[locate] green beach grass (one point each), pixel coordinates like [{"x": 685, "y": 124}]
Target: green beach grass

======

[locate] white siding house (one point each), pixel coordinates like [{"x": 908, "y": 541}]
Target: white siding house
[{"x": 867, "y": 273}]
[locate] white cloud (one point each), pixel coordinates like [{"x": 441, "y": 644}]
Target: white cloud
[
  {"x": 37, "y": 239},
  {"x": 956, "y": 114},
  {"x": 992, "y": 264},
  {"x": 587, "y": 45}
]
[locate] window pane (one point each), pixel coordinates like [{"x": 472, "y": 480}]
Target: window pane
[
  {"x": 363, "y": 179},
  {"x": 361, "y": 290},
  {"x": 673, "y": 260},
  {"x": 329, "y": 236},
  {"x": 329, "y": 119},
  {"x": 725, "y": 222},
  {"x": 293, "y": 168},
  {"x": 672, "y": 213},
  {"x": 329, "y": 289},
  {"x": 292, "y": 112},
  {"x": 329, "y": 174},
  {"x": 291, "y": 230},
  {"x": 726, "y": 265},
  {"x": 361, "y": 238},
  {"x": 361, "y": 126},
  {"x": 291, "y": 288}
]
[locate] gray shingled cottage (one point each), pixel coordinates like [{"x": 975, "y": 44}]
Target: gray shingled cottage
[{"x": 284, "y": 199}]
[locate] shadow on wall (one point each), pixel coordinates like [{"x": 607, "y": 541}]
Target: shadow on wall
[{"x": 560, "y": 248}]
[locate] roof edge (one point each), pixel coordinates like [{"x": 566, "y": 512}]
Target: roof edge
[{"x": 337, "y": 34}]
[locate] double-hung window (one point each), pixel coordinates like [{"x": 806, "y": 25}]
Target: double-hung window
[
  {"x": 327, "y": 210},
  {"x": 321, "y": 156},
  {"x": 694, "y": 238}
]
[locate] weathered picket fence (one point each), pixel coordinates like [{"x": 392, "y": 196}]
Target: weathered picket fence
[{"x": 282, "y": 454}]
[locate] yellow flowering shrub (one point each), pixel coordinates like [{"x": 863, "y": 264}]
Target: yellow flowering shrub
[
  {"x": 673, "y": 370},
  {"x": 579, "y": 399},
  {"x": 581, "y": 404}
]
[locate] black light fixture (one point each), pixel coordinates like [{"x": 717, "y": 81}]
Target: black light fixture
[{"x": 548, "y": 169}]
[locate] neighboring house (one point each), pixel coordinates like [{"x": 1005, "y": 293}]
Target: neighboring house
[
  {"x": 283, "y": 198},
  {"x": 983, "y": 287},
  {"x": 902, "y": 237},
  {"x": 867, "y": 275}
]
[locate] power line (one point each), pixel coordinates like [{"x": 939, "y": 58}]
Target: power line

======

> **WHAT TO PRODUCE**:
Taking the entries above, restate exactly those lines that fall between the line with "[locate] power line" and the line with "Target: power line", keeping both of those lines too.

> **EXERCISE RESPONSE**:
[locate] power line (one point each), pixel coordinates like [{"x": 939, "y": 58}]
Target: power line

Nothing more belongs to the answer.